GIVEN INSTRUCTION:
Each entry has to be copied exactly, with nothing missed.
━━━━━ EXERCISE DATA ━━━━━
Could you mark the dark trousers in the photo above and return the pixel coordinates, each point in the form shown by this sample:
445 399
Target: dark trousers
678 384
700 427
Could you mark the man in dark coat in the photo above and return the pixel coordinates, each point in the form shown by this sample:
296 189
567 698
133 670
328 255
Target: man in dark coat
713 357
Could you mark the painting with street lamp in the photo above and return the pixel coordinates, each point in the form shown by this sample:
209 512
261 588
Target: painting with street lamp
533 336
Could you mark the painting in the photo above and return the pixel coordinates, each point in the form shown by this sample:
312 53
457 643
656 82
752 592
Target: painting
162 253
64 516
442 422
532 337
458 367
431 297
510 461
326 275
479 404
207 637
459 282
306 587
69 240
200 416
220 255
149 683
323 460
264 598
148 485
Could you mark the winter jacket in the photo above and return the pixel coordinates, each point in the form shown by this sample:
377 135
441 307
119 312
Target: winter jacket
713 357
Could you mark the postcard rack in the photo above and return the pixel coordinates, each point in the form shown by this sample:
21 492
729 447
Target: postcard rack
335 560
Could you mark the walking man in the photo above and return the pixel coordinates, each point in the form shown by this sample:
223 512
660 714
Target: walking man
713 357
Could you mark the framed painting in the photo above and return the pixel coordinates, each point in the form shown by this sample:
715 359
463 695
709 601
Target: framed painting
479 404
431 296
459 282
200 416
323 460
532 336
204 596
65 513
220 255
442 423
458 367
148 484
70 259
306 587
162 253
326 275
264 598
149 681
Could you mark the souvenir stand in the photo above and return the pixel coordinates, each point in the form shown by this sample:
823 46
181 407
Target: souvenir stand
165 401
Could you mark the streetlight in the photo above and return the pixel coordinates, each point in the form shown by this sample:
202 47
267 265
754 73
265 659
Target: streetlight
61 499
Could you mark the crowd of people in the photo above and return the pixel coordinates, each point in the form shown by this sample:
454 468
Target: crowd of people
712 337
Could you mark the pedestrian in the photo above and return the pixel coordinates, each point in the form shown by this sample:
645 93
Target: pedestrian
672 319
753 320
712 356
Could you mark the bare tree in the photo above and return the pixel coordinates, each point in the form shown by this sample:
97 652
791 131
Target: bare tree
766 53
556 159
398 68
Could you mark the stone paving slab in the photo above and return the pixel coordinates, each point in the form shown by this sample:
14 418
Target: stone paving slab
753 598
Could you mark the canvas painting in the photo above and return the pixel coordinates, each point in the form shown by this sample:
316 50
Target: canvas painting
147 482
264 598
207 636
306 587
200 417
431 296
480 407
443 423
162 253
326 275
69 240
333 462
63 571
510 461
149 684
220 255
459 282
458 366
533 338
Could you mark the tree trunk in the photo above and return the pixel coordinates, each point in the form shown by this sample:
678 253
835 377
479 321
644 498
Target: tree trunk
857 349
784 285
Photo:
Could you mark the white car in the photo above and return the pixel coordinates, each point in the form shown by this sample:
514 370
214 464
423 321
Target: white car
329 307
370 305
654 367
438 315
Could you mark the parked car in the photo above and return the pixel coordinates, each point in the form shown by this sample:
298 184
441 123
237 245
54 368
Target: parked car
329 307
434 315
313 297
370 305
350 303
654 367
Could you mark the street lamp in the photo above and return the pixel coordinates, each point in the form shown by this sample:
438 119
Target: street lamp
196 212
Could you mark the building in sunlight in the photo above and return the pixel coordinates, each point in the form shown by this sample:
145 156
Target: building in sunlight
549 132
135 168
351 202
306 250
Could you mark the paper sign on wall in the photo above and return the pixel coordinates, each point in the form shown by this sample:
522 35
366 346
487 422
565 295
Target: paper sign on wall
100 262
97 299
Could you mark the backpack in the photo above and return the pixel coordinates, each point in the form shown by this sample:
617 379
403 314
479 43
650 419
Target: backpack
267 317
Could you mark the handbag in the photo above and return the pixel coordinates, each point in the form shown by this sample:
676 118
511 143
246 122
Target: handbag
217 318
━━━━━
EXERCISE ANSWER:
Could you mark the dark trousers in the photo above and return the pixel coordinates, each point in the form shown by this sample:
445 399
Target: dark trousers
678 384
700 427
Could you mark the man in dark coat in the photo above and return the pixel coordinates, each point in the form shown by this sample:
296 189
567 698
133 670
328 255
Target: man in dark coat
713 357
Could you mark the painting with street lamp in the photo above and return the pixel coordinates, each point in the form shown by this sample:
209 512
261 588
Target: painting with street lamp
533 336
Could you mark the painting in the photo above and return the pixel coordinates, each point in the form shown by this sample:
312 53
457 643
656 82
752 592
Target: painting
162 253
64 516
442 422
532 337
458 367
431 297
510 461
326 275
479 404
207 637
459 282
306 587
69 240
200 416
220 255
149 683
323 460
264 598
148 485
Could you mark the winter jacket in the photo above and return the pixel coordinates, each point in the form shown by this sample:
377 135
441 307
119 312
Target: winter jacket
713 357
Could you mark the postcard rack in the photo above and return the pixel coordinates, each point in the form shown by this sample:
21 492
729 447
Target: postcard rack
335 560
Could you mark the walking man in the photo above and return the pixel coordinates, each point in the form shown by this sample:
223 512
660 714
Target: walking man
713 357
Could you mark the framed painting in the photo above and return the pixel coordinates, each point in the form shown by this sample:
715 359
463 695
709 601
Target: framed painting
479 404
431 296
459 282
200 416
323 460
532 336
204 596
65 513
220 255
442 423
458 367
148 484
70 259
306 587
162 253
326 275
264 598
149 681
Could you mark the souvenir stand in the photo above and return the pixel coordinates, each point in the form shown by this sample:
823 46
181 407
Target: souvenir stand
165 401
Could you mark the streetlight in the photo above and return the pixel coordinates, each point in the form shown by this sample:
202 47
267 265
754 73
265 659
Target: streetlight
61 499
Could you mark the crowd of people in the photo above and return the pixel coordinates, each point in the form shown by this sample:
454 468
Target: crowd of people
712 337
Could you mark the pedestrian in the photo above and return the pixel coordinates, each point in the form shown by this sample:
645 93
Target: pedestrian
672 319
753 320
712 356
Could you mark the bare tree in the photo above and return the pixel coordinates, each point in the form shown by this sample:
97 652
791 131
Target: bare tree
766 53
556 159
398 68
Could you mark the stone paving slab in the photo above and return the pixel coordinates, each point in the form shown by this sample:
14 418
Target: stone paving slab
753 598
Could you mark the canvas painting in the photo above and return the pixel coordinates, each point in the form shown by this sample:
316 50
Target: canvas painting
147 482
264 598
207 636
306 587
200 417
431 296
480 407
443 423
162 253
326 275
69 240
333 462
63 571
510 461
149 684
220 255
459 282
458 366
533 338
Could you mark the tree trunk in the photo above and return the pixel coordinates, each point in the form shown by this sample:
678 253
835 377
479 321
644 498
Target: tree trunk
857 349
784 285
Photo:
Could you mark the white car in the photo above and return the pixel coordinates, each point in the form shown by this sample:
514 370
214 464
423 321
Target: white car
329 307
370 305
654 367
438 315
Could you mark the parked car in the photo above and return the pixel coordinates, each point in the form shown by this sample:
298 184
441 123
237 245
54 368
Target: parked car
329 307
434 315
313 297
370 305
350 303
654 367
Could you mark the street lamp in the photo above and return the pixel coordinates, each point in the form shown by this sample:
438 119
Target: street lamp
196 212
Could you mark the building in sunlight in the photo above and return the pixel coordinates, each point in the form shown by this sample:
145 156
Target: building in sunlight
549 132
135 168
351 202
306 250
Could you mark the paper sign on wall in the photo above and return the pixel coordinates, each point in the form shown by this sample:
522 35
366 346
487 422
565 295
Target: paper sign on wall
100 262
97 299
Could you mark the backpack in the photo above and return the pixel coordinates, each point in the form shown by this sample:
617 379
403 314
479 43
650 419
Target: backpack
267 317
Could you mark the handbag in the photo above and return the pixel coordinates, each point in the form shown by this sample:
676 118
511 143
246 122
Target: handbag
217 318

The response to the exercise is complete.